● **Required work**:
Express the listing below as a JSON list of strings with one string per line, starting at its first line and going through the line containing "[226,79,267,140]". Skip blank lines and leave the pictures out.

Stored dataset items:
++++

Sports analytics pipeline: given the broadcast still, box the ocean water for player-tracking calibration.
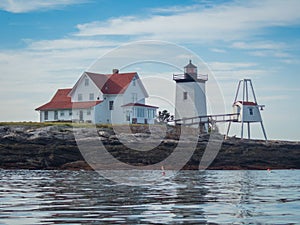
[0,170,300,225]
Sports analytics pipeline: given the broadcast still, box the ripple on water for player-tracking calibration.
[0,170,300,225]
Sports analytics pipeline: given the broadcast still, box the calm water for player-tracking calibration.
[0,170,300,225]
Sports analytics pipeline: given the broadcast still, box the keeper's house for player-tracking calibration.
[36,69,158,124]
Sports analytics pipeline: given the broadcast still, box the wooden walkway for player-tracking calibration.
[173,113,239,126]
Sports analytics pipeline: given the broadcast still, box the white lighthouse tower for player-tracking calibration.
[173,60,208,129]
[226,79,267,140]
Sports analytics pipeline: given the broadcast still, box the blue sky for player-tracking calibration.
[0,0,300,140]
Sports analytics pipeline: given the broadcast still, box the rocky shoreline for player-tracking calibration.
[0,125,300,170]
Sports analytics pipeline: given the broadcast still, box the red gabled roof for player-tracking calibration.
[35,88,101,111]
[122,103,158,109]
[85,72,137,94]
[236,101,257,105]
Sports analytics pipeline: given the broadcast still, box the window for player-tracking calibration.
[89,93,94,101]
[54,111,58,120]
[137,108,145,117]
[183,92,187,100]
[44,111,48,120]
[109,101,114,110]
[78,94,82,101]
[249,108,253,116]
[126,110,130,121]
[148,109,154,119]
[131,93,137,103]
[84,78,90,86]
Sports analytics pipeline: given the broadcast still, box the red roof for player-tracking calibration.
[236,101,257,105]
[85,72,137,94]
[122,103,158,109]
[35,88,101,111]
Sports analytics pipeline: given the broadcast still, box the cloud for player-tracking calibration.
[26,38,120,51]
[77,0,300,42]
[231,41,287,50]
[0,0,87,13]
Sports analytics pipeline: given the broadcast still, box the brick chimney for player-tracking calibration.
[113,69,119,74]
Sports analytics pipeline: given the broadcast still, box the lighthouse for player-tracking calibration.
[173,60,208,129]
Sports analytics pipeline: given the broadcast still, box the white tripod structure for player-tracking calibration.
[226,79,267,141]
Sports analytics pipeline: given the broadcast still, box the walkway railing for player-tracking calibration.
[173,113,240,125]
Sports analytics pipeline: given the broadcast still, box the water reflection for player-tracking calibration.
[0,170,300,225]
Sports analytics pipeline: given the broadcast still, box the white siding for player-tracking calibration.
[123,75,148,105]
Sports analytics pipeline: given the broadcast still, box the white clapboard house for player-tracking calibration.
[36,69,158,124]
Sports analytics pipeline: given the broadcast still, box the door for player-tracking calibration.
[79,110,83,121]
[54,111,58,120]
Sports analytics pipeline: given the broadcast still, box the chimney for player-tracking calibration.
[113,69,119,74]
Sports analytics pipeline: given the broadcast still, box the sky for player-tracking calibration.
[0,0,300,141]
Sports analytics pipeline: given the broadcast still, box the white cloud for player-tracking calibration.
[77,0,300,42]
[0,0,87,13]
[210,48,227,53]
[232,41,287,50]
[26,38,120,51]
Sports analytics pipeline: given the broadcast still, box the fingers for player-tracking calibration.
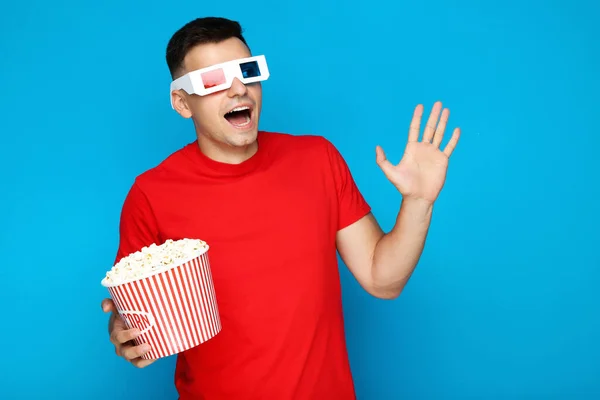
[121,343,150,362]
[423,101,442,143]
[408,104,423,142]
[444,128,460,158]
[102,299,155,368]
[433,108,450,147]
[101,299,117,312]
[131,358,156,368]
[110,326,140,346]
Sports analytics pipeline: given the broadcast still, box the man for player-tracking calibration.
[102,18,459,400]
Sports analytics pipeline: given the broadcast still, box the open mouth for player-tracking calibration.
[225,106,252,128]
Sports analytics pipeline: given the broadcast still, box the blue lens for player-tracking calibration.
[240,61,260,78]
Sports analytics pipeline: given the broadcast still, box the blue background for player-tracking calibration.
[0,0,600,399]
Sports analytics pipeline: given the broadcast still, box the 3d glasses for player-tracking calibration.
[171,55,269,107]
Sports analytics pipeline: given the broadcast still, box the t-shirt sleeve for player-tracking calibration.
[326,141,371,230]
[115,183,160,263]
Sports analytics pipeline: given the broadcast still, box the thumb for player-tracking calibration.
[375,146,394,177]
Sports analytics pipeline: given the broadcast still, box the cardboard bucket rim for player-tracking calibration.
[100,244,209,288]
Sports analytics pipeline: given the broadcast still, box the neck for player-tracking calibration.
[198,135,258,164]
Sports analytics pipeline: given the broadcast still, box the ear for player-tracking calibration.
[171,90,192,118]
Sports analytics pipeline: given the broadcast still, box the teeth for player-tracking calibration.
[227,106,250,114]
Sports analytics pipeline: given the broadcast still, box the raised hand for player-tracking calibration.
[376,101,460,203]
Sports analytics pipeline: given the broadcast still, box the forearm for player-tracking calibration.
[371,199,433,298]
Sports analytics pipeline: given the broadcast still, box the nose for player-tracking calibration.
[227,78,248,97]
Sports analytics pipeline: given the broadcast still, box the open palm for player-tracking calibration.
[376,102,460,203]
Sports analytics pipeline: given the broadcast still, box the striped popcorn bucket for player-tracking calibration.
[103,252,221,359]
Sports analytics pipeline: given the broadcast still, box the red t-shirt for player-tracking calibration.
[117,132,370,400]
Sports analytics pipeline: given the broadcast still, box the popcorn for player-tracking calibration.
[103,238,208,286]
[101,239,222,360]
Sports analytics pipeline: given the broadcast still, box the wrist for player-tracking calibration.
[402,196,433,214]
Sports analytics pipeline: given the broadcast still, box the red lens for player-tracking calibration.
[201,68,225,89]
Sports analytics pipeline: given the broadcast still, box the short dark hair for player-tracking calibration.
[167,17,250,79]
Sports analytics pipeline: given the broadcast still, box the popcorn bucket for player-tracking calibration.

++++

● **Solution**:
[
  "Sports analytics pipeline: given the broadcast still, box the ocean water for player-tracking calibration.",
  "[0,170,300,225]",
  "Sports analytics pipeline: given the broadcast still, box the ripple on water for player-tracking calibration.",
  "[0,170,300,225]",
  "Sports analytics pipeline: given the broadcast still, box the calm water for player-tracking calibration.",
  "[0,170,300,225]",
  "Sports analytics pipeline: given the broadcast still, box the keeper's house for player-tracking calibration.",
  "[36,69,158,124]",
  "Sports analytics pipeline: given the broadcast still, box the wooden walkway for player-tracking calibration.",
  "[173,113,239,126]",
  "Sports analytics pipeline: given the broadcast still, box the white lighthouse tower for player-tracking calibration.",
  "[173,60,208,129]",
  "[226,79,267,140]"
]